_What to do_.
List every line in this data where the string "boat" occurs.

_Dataset entries_.
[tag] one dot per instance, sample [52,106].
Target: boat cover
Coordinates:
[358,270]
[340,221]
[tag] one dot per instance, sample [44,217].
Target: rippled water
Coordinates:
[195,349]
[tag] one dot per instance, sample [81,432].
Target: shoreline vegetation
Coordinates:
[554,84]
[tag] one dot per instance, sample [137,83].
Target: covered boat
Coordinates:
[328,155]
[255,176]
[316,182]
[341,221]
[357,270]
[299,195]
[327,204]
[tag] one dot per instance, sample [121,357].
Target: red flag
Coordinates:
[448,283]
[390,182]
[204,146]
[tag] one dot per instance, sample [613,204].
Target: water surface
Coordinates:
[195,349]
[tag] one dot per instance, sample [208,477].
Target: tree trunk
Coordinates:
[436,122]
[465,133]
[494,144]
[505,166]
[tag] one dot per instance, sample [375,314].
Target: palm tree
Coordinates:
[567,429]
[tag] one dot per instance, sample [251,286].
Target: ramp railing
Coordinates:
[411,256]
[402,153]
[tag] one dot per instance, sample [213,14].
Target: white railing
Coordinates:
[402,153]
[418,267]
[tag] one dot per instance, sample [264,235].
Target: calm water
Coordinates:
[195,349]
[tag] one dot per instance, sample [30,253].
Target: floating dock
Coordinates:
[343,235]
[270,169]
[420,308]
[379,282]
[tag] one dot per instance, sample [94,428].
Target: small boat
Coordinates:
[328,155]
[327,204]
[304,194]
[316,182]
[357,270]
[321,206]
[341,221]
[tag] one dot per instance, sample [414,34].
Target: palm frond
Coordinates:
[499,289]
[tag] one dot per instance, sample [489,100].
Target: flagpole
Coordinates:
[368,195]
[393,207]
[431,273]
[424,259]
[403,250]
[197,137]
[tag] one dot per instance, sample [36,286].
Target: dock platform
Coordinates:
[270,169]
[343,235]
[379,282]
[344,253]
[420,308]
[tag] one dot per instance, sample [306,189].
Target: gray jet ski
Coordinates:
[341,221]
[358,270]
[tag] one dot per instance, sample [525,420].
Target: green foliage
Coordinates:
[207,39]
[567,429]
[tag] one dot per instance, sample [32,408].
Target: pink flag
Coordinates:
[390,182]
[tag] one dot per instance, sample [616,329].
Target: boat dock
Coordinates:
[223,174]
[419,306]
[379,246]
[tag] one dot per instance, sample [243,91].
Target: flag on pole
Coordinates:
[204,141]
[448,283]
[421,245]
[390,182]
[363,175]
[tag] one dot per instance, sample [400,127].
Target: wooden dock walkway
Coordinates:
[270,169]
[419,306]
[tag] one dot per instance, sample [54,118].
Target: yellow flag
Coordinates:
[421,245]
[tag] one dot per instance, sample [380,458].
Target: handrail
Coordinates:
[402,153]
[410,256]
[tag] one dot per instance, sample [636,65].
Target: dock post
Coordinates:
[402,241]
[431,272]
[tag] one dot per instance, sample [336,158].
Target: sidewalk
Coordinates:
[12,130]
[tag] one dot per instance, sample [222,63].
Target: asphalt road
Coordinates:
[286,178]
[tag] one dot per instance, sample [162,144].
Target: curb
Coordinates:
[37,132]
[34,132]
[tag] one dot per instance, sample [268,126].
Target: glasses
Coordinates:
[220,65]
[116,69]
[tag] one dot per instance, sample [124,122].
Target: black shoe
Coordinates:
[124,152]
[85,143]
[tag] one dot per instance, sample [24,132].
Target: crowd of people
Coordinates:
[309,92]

_Written response_.
Target: boat cover
Target: covered boat
Target: small boat
Target: boat dock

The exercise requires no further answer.